### Reading text:
— begin —

Tesqopa (, ) or Tel Skuf (, ), also Tel Eskof or Tall Asqaf is a town in northern Iraq located approximately 19 miles (about 28 kilometres) north of Mosul. The town is populated by Assyrians and they are members of the Chaldean Catholic Church.

The town was captured by ISIS briefly in August 2014 but was recaptured by Kurdish Peshmerga in August 2016. 

Many of the residents of the town returned with aid from the Hungary, while a large portion has migrated to Europe.

Early history
Tesqopa is not mentioned in Thomas of Marga's Book of Governors (c. 840) or any of the other early monastic histories of the Church of the East, and may well have been founded as late as the Seljuq period, perhaps in the eleventh century. It is first mentioned as a Christian village in a thirteenth-century poem by the Assyrian writer Giwargis Warda. This poem describes its sack by a raiding band of Mongols in November 1235 and the destruction of its church of Mar Yaqob the Recluse.

Tesqopa was subject to many attacks by the Mongols, the worst among them was the massacre of 1436 when they attacked the town, killing thousands of its Assyrian inhabitants and burning its crops and churches, ultimately forcing the rest of the inhabitants to flee to the mountains. In 1508 Tesqopa was attacked again by the Mongols, just as they attacked Tel Keppe, Alqosh and the Monastery of Rabban Hormizd. Tesqopa was also attacked by the army of Nader Shah in 1743 during his march on Mosul.

— end —

### Task set:
a. In the text on Tesqopa, which force recaptured the town in August 2016?
b. List every alternative name the text on Tesqopa gives for the town.
c. Duplicate the text on Tesqopa word for word, everything from "Tesqopa (, )" down to "in August 2016.".

### Data rows:
— begin —

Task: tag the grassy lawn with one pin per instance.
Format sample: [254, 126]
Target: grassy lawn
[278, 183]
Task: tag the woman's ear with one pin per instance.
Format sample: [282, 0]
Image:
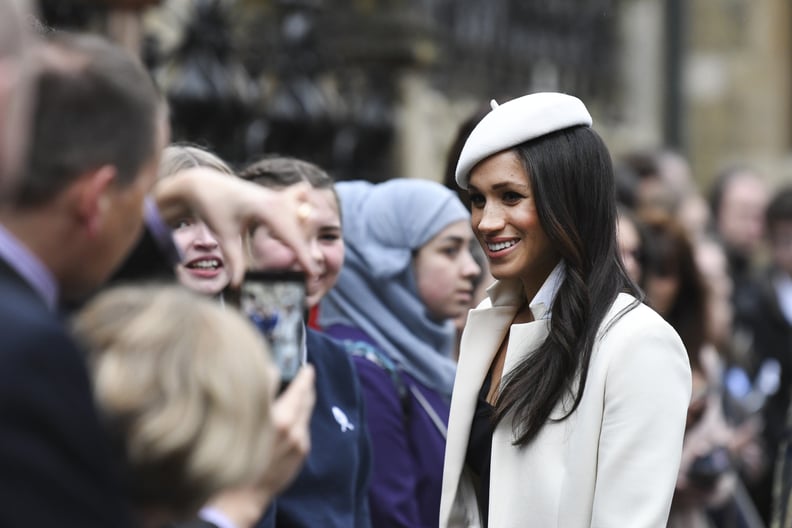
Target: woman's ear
[93, 197]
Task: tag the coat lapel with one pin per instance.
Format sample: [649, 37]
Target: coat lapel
[484, 331]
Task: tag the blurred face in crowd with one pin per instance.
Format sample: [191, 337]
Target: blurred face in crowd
[506, 223]
[202, 268]
[326, 243]
[781, 244]
[630, 247]
[741, 214]
[445, 272]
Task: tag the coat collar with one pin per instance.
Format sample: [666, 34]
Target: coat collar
[484, 332]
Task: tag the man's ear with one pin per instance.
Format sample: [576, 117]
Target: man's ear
[93, 200]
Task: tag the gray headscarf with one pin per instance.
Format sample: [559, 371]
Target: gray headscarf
[384, 225]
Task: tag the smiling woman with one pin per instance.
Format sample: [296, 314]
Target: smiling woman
[202, 268]
[536, 437]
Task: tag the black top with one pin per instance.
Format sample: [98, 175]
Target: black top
[479, 449]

— end —

### Task-by-task answers:
a. The Kurdish Peshmerga

b. Tel Skuf, Tel Eskof, Tall Asqaf

c.
Tesqopa (, ) or Tel Skuf (, ), also Tel Eskof or Tall Asqaf is a town in northern Iraq located approximately 19 miles (about 28 kilometres) north of Mosul. The town is populated by Assyrians and they are members of the Chaldean Catholic Church.

The town was captured by ISIS briefly in August 2014 but was recaptured by Kurdish Peshmerga in August 2016.